Given instruction | Retype all of the records below line for line, without changing a single character.

===== Records for processing =====

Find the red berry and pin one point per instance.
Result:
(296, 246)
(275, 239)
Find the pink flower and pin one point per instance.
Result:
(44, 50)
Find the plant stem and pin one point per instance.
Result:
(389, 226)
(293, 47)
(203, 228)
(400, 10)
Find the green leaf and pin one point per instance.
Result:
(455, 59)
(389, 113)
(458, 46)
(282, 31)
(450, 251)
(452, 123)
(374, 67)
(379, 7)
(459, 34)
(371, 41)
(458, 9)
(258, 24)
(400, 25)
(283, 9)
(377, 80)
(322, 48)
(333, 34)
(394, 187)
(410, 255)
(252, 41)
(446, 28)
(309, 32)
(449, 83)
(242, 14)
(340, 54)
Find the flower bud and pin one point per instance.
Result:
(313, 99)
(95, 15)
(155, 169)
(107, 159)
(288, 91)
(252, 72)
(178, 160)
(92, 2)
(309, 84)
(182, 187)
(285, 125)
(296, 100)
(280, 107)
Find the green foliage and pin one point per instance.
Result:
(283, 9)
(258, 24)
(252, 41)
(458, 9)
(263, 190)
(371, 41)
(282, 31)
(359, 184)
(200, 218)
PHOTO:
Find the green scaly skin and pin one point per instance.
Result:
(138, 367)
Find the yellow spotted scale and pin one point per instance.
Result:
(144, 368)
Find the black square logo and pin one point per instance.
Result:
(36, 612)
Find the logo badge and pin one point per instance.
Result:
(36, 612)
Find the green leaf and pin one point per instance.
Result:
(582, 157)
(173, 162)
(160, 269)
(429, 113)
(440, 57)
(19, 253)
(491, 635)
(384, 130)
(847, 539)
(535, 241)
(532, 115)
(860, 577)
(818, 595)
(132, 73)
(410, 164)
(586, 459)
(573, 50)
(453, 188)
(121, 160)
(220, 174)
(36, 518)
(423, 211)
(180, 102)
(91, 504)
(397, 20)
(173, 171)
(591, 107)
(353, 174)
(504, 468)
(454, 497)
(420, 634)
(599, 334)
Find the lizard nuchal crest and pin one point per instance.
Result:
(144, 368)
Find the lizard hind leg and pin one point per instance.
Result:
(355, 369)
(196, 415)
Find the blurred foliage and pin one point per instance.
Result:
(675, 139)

=====

The answer |
Find the red berry and pin one point per instance.
Result:
(296, 246)
(275, 239)
Find the pink flower and pin one point per instance.
Result:
(44, 50)
Find the plant stem and pin one point per instance.
Result:
(389, 226)
(293, 47)
(203, 228)
(400, 10)
Find the green leaf and pin one point per instance.
Result:
(455, 59)
(389, 113)
(458, 46)
(282, 31)
(450, 251)
(452, 123)
(374, 67)
(379, 7)
(459, 34)
(371, 41)
(458, 9)
(258, 24)
(400, 25)
(283, 9)
(377, 80)
(322, 48)
(333, 34)
(394, 187)
(410, 255)
(252, 41)
(446, 28)
(309, 32)
(449, 83)
(242, 14)
(340, 54)
Find the flower bud and pin one point per instance.
Result:
(313, 99)
(95, 15)
(155, 169)
(107, 159)
(288, 91)
(252, 72)
(178, 160)
(92, 2)
(309, 84)
(182, 187)
(285, 125)
(296, 100)
(280, 107)
Find the green foliage and pin one point per instance.
Result:
(283, 9)
(258, 24)
(252, 41)
(458, 9)
(263, 190)
(371, 41)
(282, 31)
(359, 184)
(200, 218)
PHOTO:
Find the green scaly skin and pin one point per instance.
Result:
(138, 367)
Find the yellow spotted scale and pin one point per instance.
Result:
(144, 368)
Find the black square logo and pin one point per instance.
Result:
(36, 612)
Find the logo badge and pin one point per instance.
Result:
(36, 612)
Find the green leaf and pin one point per instance.
Result:
(582, 157)
(173, 162)
(160, 269)
(429, 113)
(440, 57)
(19, 253)
(491, 635)
(384, 130)
(847, 539)
(535, 241)
(532, 115)
(860, 577)
(818, 595)
(132, 73)
(410, 164)
(586, 459)
(573, 50)
(453, 188)
(121, 160)
(220, 174)
(36, 518)
(423, 211)
(180, 102)
(91, 504)
(397, 20)
(173, 171)
(591, 107)
(353, 174)
(504, 468)
(454, 497)
(420, 634)
(599, 334)
Find the lizard nuchal crest and pin one point per instance.
Result:
(144, 368)
Find the lizard hind leg and pin one point per instance.
Result:
(355, 369)
(196, 415)
Find the blurred foliage and pin one point per instance.
Result:
(675, 139)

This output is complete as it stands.